* [What you need to do]: Rewrite the paragraph in the verifiable credentials passage below that begins "A Verifiable Credential is a cryptographically signed digital document" as a short bulleted list, keeping its main facts.

* [Provided passage]:
----------
A Verifiable Credential is a cryptographically signed digital document that proves a claim about a subject. An authority (university, government department, hospital) issues a VC to a user's DID, signing it with their private key. The credential contains: who issued it, who holds it, what it claims, when it expires, and a digital signature that proves it hasn't been tampered with.

When a verifier receives a VC, they can verify: (1) the digital signature matches the claimed issuer's public key, (2) the credential hash matches the blockchain record, (3) the credential hasn't been revoked. No contact with the issuer is needed.

// Simplified credential issuance flow in DIAM
async function issueCredential(holderDID, credentialData) {
  // 1. Create credential with metadata
  const credential = {
    credentialType: credentialData.type,
    issuerDID: authority.did,
    holderDID: holderDID,
    issueDate: new Date().toISOString(),
    expiryDate: credentialData.expiry,
    claims: credentialData.claims
  };
  
  // 2. Hash the credential data
  const credentialHash = ethers.utils.keccak256(
    ethers.utils.toUtf8Bytes(JSON.stringify(credential))
  );
  
  // 3. Sign with authority's private key
  const signature = await authority.wallet.signMessage(credentialHash);
  
  // 4. Anchor hash on Ethereum blockchain
  const tx = await contract.issueCredential(credentialHash, holderDID);
  await tx.wait(); // Wait for blockchain confirmation
  
  // 5. Store credential in MongoDB (NOT on blockchain)
  return { credential, signature, blockchainTxHash: tx.hash };
}
        

Security relevance: Digital signatures are the foundation of non-repudiation — the ability to prove that a specific party created a specific document, without the possibility of denial. This directly counters document forgery. A university can issue a signed credential to a student, and any employer can verify it cryptographically without calling the university's registrar.

Ethereum Blockchain and Smart Contracts

Blockchain

The Ethereum Sepolia testnet is DIAM's trust anchor — the immutable record that makes credential verification trustworthy. Here's the key architectural decision: personal data never touches the blockchain. Only cryptographic hashes of credentials and revocation events are stored on-chain. This means a blockchain breach would reveal nothing about user identities — only that certain hashed values were anchored at certain times.
----------
* [Recorded information]:
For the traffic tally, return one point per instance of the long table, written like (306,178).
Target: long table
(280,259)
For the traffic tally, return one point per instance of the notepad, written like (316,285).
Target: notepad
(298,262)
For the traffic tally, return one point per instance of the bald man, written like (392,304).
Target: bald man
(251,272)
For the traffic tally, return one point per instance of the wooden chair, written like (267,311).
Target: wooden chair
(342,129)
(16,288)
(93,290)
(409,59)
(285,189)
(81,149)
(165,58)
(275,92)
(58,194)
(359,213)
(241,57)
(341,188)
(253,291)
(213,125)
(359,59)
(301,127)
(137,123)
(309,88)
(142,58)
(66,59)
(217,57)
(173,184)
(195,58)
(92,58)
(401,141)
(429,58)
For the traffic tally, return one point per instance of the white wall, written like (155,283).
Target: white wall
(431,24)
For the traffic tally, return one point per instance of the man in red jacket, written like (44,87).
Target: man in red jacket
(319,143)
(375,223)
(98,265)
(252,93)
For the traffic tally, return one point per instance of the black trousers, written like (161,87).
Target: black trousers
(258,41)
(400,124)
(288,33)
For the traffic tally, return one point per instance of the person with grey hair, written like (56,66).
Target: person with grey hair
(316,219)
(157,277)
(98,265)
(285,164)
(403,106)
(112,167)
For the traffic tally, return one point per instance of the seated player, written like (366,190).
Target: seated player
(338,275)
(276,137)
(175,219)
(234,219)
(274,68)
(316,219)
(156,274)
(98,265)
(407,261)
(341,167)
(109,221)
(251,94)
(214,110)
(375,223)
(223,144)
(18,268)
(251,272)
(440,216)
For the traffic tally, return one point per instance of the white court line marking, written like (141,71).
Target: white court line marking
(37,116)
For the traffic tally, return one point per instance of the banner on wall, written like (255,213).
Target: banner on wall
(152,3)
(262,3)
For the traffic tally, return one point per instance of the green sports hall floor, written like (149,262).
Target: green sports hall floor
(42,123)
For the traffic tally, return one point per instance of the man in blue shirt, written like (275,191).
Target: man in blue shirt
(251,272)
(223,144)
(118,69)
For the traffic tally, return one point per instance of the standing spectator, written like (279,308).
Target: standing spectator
----------
* [Solution to the problem]:
- A Verifiable Credential (VC) is a cryptographically signed digital document that proves a claim about a subject.
- An authority, such as a university, government department, or hospital, issues the VC to a user's DID and signs it with a private key.
- The credential contains:
  - the issuer
  - the holder
  - the claim
  - the expiry date
  - a digital signature proving it hasn't been tampered with